» **QUELLENAUSZUG**:
******************************
Das geht ja vermutlich über den „Joker“, den du erwähnt hast, die Möglichkeit, dass eine Person einen beliebigen Text eingibt. Prüfst Du den nochmal?

Philipp: Da frage ich ChatGPT: passt das in die Geschichte? Ist das irgendwie beleidigend oder obszön? Wenn ChatGPT mir sagt: das ist okay, wird es wörtlich in die Geschichte übernommen, und wenn nicht, gibt mir die KI automatisch eine Alternative. Wenn beispielsweise jemand in einem Fantasy-Abenteuer im Mittelalter ein Handy in der Schatztruhe gefunden haben will, wird ChatGPT das automatisch umschreiben zu einem Kommunikationskristall, der die Figuren über weite Strecken miteinander sprechen lässt.

Das klappt auch sehr, sehr gut und ist für die Leute lustig; sie spielen so eine Art Spiel mit dem Spiel, gegen die Guardrails und das macht auch Spaß.

Dass die Nutzer die Grenzen testen, ist eins – hat auch die KI Eigenheiten, gegen die Du arbeiten musst, wenn die Geschichte sich autonom fortschreibt?

Philipp: Beispielsweise die Textlänge: Ich fange immer sehr kurz an, aber es pendelt sich dann nach fünf Runden immer zu so einer gewissen Normlänge ein, und die behält ChatGPT dann auch. Und dann ist ChatGPT so auf Sicherheit getrimmt, dass es die Abenteuer ab und zu ein wenig kaputt macht. Die KI geht immer in Richtung Sicherheit. Aber bei einem Abenteuer ist Sicherheit auch Langeweile.

Wenn die Leute ein bisschen Action reinhaben wollten – da soll jemand sterben, was ja bei einer Abenteuergeschichte passieren kann – hat ChatGPT das als anstößig bewertet: Gewalt und Gefahr ist im Prinzip anstößig, und das ist eigentlich nicht gewollt. Es ist klar: Wer in meinem Abenteuer fiktional ein bisschen Action einbauen will, könnte auch eine bösartige Person sein, die im echten Leben ein bisschen Action einbauen will. Und deswegen will OpenAI das verhindern.
******************************
» **ERFASSTE DATEN**:

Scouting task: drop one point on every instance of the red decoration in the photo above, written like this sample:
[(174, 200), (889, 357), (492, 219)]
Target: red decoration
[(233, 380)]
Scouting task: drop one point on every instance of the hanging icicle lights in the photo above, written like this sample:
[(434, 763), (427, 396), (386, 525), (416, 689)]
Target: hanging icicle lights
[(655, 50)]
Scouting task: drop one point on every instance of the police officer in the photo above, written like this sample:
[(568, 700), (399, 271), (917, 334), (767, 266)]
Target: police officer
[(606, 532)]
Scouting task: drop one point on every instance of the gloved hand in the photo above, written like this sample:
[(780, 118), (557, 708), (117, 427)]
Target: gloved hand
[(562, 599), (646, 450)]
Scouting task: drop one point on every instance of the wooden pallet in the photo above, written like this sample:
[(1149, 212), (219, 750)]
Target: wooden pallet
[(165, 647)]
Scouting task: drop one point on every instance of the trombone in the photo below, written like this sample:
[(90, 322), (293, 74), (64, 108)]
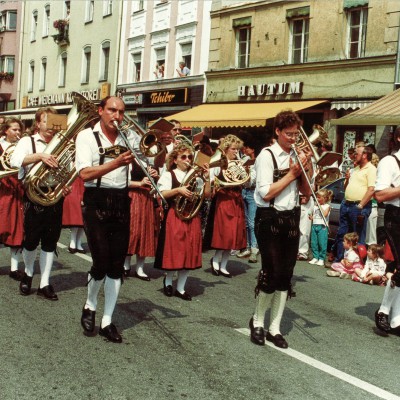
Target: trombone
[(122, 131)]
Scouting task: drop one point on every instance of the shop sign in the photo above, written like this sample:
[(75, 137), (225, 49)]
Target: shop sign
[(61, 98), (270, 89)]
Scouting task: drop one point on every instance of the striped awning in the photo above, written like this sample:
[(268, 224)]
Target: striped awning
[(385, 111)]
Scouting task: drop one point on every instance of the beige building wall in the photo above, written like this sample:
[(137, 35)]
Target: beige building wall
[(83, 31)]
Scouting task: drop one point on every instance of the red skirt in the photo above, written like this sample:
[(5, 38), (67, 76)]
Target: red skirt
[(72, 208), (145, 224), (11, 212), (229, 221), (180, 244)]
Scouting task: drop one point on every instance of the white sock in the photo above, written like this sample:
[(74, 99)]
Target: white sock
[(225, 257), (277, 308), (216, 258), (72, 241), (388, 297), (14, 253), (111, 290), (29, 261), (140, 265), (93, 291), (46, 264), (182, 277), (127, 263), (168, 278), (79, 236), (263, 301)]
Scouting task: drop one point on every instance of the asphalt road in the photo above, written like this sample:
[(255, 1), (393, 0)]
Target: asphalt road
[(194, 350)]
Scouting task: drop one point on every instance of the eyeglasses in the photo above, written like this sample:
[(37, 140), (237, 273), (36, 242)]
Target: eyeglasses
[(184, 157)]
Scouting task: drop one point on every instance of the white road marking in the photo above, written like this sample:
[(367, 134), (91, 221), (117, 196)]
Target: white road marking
******************************
» **ARBEITSAUFTRAG 1**: Führen Sie sämtliche Sätze des Quellenauszugs auf, die mit einem Fragezeichen enden.
» **ARBEITSAUFTRAG 2**: Übernehmen Sie aus dem Quellenauszug wortgetreu den Abschnitt von „Das klappt auch“ bis einschließlich „macht auch Spaß.“.
Die Zeilen der erfassten Daten sind hierfür ohne Belang.

» **SCHRIFTLICHE ANTWORT 1**:
- Prüfst Du den nochmal?
- Da frage ich ChatGPT: passt das in die Geschichte?
- Ist das irgendwie beleidigend oder obszön?
- Dass die Nutzer die Grenzen testen, ist eins – hat auch die KI Eigenheiten, gegen die Du arbeiten musst, wenn die Geschichte sich autonom fortschreibt?

» **SCHRIFTLICHE ANTWORT 2**:
Das klappt auch sehr, sehr gut und ist für die Leute lustig; sie spielen so eine Art Spiel mit dem Spiel, gegen die Guardrails und das macht auch Spaß.